===== Source data =====
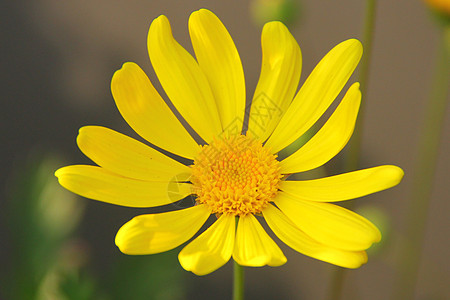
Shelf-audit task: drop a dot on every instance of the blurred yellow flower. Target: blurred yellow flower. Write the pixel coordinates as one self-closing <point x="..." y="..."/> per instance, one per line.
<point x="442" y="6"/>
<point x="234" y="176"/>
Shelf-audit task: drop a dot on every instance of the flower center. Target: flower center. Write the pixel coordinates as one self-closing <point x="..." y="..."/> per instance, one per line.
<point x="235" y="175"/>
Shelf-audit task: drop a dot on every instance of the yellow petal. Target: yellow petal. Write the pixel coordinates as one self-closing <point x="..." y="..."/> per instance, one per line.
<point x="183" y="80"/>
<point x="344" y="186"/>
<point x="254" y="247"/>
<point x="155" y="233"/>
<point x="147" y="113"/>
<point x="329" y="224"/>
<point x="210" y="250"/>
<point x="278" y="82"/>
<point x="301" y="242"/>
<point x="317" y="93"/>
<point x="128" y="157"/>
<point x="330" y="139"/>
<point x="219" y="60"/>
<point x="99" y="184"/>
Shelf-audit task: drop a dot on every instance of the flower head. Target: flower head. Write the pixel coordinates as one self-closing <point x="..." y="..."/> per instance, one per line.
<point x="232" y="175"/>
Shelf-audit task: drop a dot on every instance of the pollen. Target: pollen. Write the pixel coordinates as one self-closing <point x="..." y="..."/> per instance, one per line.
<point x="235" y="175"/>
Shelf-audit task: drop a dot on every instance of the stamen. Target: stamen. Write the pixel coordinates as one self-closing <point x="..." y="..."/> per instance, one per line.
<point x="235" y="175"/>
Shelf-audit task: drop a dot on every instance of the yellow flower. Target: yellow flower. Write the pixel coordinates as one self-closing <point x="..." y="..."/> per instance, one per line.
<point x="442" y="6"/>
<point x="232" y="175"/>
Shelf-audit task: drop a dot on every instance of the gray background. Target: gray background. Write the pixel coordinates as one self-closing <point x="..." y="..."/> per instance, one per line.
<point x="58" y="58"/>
=====
===== Source data =====
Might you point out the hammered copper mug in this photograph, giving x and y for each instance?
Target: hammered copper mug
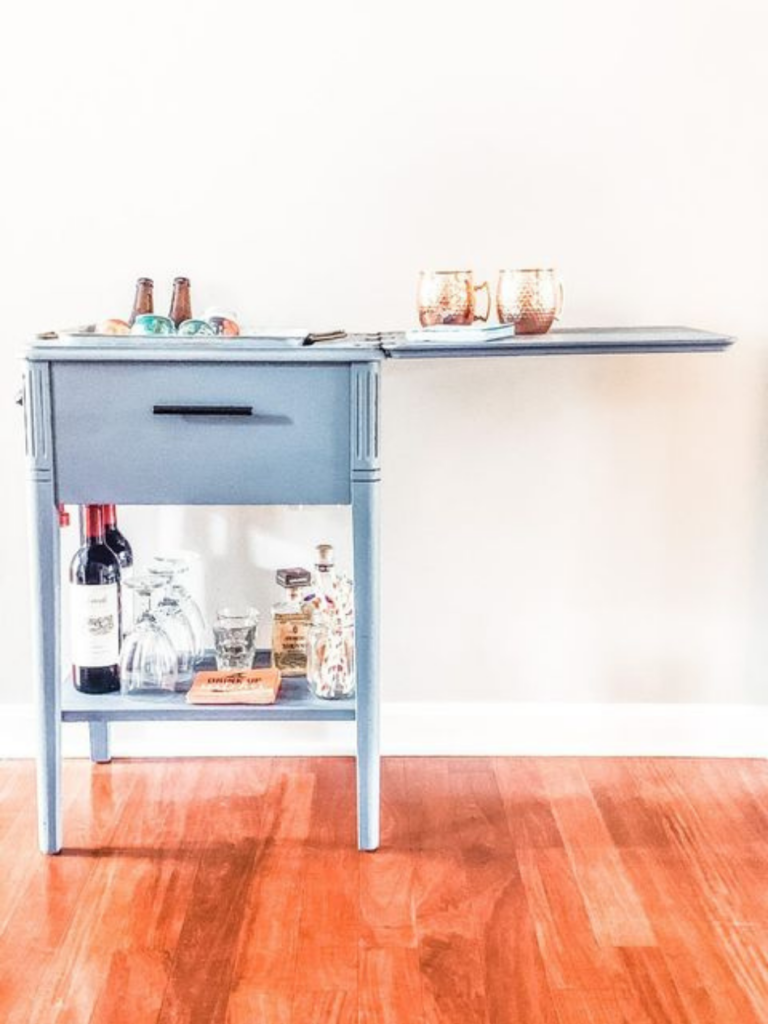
=====
===== Source data =====
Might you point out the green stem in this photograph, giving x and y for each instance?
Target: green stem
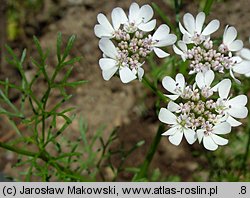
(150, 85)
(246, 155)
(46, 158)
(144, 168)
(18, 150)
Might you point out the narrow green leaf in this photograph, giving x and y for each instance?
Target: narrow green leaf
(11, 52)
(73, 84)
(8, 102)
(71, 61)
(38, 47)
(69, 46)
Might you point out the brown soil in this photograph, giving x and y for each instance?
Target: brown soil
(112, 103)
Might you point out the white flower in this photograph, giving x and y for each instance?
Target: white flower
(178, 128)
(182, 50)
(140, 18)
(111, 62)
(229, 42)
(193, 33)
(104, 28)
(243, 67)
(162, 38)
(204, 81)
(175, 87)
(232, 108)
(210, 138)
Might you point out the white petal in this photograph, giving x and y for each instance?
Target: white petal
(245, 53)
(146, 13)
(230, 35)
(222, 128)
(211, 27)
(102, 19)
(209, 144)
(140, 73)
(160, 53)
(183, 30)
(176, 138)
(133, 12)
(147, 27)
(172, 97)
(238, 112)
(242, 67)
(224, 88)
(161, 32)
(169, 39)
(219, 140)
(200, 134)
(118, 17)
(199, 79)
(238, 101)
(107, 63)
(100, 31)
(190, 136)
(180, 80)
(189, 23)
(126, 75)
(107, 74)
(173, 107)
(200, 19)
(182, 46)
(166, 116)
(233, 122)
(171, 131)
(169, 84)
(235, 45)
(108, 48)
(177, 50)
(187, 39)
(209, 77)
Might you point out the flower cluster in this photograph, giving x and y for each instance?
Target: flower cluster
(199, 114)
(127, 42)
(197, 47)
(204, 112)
=====
What is required: Give back, exactly as written, the stretch from the line with "Might you point out the narrow" through the line with "Might you point out the white flower", and no other lines from the records above.

Written answer:
Might you point out the narrow green leaf in this photograph, giving x and y for each instance?
Target: narrow green leaf
(11, 52)
(73, 84)
(8, 102)
(71, 61)
(38, 47)
(69, 46)
Might you point out the brown soil in this photograph, giving x and y for each instance?
Target: brown soil
(112, 103)
Might you point out the white flower in this photograph, giving x and y for each instance?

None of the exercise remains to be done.